>>>>

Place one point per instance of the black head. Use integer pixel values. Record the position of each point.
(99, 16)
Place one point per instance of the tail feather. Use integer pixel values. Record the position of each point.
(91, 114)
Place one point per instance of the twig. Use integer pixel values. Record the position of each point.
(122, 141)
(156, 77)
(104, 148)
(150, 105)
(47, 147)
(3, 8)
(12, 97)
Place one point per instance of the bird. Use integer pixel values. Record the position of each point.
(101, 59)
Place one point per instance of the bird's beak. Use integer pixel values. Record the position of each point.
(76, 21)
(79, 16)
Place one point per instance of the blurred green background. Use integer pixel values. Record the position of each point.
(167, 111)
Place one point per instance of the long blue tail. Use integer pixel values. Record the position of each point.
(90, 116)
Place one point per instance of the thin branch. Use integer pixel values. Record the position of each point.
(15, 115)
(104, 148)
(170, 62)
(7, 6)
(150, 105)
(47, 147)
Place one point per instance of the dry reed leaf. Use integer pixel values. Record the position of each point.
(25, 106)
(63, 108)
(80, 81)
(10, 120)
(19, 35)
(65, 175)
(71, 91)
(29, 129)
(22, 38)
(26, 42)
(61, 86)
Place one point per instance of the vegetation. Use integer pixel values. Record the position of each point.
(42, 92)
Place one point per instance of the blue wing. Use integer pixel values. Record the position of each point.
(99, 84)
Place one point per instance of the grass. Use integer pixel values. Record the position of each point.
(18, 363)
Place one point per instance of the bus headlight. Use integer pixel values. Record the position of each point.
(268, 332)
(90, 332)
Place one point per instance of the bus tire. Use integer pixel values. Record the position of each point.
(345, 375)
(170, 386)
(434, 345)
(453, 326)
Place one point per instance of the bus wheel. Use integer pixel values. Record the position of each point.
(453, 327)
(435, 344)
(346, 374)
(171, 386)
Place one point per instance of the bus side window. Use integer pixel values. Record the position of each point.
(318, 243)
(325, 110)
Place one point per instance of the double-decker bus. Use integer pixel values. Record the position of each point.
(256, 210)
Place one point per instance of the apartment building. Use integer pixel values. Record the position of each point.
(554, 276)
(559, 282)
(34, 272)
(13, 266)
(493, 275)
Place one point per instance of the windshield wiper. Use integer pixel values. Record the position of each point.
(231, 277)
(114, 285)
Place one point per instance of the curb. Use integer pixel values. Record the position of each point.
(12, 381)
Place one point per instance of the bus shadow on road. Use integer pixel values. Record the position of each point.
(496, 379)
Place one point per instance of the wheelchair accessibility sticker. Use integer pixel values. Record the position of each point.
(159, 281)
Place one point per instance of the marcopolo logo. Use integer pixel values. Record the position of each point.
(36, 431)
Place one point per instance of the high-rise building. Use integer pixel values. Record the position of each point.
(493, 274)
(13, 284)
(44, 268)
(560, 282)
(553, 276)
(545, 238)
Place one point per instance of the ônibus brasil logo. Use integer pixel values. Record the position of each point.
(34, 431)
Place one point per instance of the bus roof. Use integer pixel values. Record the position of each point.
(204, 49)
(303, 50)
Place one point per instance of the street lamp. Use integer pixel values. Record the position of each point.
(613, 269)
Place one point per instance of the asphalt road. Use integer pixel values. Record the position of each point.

<<<<

Task goal ▸
Recast every line of the entries above as a Markdown table with the columns "Row" and "Entry line," numbering the rows in order and omitting blank lines.

Answer to this problem ▸
| Row | Entry line |
|---|---|
| 1 | Place one point per instance of the black head. Use integer pixel values. Record the position of each point. |
| 2 | (99, 16) |
| 3 | Place one point per instance of the tail feather. Use integer pixel values. Record the position of each point. |
| 4 | (91, 114) |
| 5 | Place one point per instance of the twig. Use integer pixel values. Record the position of each point. |
| 6 | (122, 141) |
| 7 | (156, 77) |
| 8 | (104, 148) |
| 9 | (150, 105) |
| 10 | (47, 147) |
| 11 | (3, 8) |
| 12 | (12, 97) |
| 13 | Place one point per instance of the bird. Use integer pixel values. Record the position of each point. |
| 14 | (101, 59) |
| 15 | Place one point per instance of the bird's beak. Use integer pixel values. Record the position of each point. |
| 16 | (76, 21) |
| 17 | (79, 16) |
| 18 | Place one point per instance of the blurred green background. Use integer pixel values. Record the position of each point. |
| 19 | (167, 111) |
| 20 | Place one point per instance of the long blue tail. Use integer pixel values. Record the position of each point. |
| 21 | (90, 116) |
| 22 | Place one point per instance of the thin branch. Use integer pixel values. Record the position of each point. |
| 23 | (15, 115) |
| 24 | (104, 148) |
| 25 | (170, 62) |
| 26 | (7, 6) |
| 27 | (150, 105) |
| 28 | (47, 147) |
| 29 | Place one point per instance of the dry reed leaf. Use integer pixel values. Record the position of each point. |
| 30 | (25, 106) |
| 31 | (63, 108) |
| 32 | (80, 81) |
| 33 | (10, 120) |
| 34 | (19, 35) |
| 35 | (65, 175) |
| 36 | (71, 91) |
| 37 | (29, 129) |
| 38 | (22, 38) |
| 39 | (26, 42) |
| 40 | (61, 86) |
| 41 | Place one point per instance of the vegetation. Use integer pixel values. Record the position of each point. |
| 42 | (42, 92) |
| 43 | Place one point per instance of the blue wing. Use integer pixel values. Record the position of each point. |
| 44 | (99, 84) |
| 45 | Place one point per instance of the grass. Use integer pixel values. Record the position of each point. |
| 46 | (18, 363) |
| 47 | Place one point per instance of the bus headlight. Use integer pixel values. Record the position of each point. |
| 48 | (268, 332) |
| 49 | (90, 332) |
| 50 | Place one point per instance of the bus tire. Use integer pixel values. Record the position of each point. |
| 51 | (345, 375) |
| 52 | (170, 386) |
| 53 | (434, 345) |
| 54 | (453, 326) |
| 55 | Place one point per instance of the bus wheel. Use integer pixel values. Record the position of each point. |
| 56 | (453, 327) |
| 57 | (435, 344) |
| 58 | (346, 374) |
| 59 | (171, 386) |
| 60 | Place one point per instance of the bus side window. Use integer pixel values. Record the position of each point. |
| 61 | (318, 243) |
| 62 | (325, 110) |
| 63 | Place one point per instance of the double-decker bus. Use integer pixel values. Record the position of each point. |
| 64 | (256, 210) |
| 65 | Place one point per instance of the apartment building. Use integer pixel values. Record the position of each point. |
| 66 | (554, 276) |
| 67 | (559, 282) |
| 68 | (34, 272) |
| 69 | (13, 266) |
| 70 | (493, 275) |
| 71 | Place one point per instance of the windshield wiper. Use integer pixel values. Record the position of each point. |
| 72 | (231, 277) |
| 73 | (114, 285) |
| 74 | Place one point per instance of the curb. Use integer pixel values. Record the position of each point. |
| 75 | (12, 381) |
| 76 | Place one point per instance of the bus shadow on road. Use integer pixel values. Record the position of each point. |
| 77 | (496, 379) |
| 78 | Place one point per instance of the wheelchair accessibility sticker. Use integer pixel values. Record the position of each point. |
| 79 | (159, 281) |
| 80 | Place one point per instance of the marcopolo logo. Use integer pixel values. Record the position of each point. |
| 81 | (36, 431) |
| 82 | Place one point per instance of the high-rise building. Use integer pixel values. Record the position of each point. |
| 83 | (493, 274) |
| 84 | (13, 284) |
| 85 | (44, 268) |
| 86 | (560, 282) |
| 87 | (553, 276) |
| 88 | (545, 238) |
| 89 | Place one point per instance of the ônibus brasil logo. Use integer pixel values. Record the position of each point. |
| 90 | (34, 431) |
| 91 | Place one point per instance of the bus roof. Use integer pixel values. Record the position of each point. |
| 92 | (204, 49) |
| 93 | (303, 50) |
| 94 | Place one point per instance of the street lamp. Use integer pixel values. Record the position of each point. |
| 95 | (613, 269) |
| 96 | Place one point per instance of the asphalt road. Use integer pixel values. Record the position of each point. |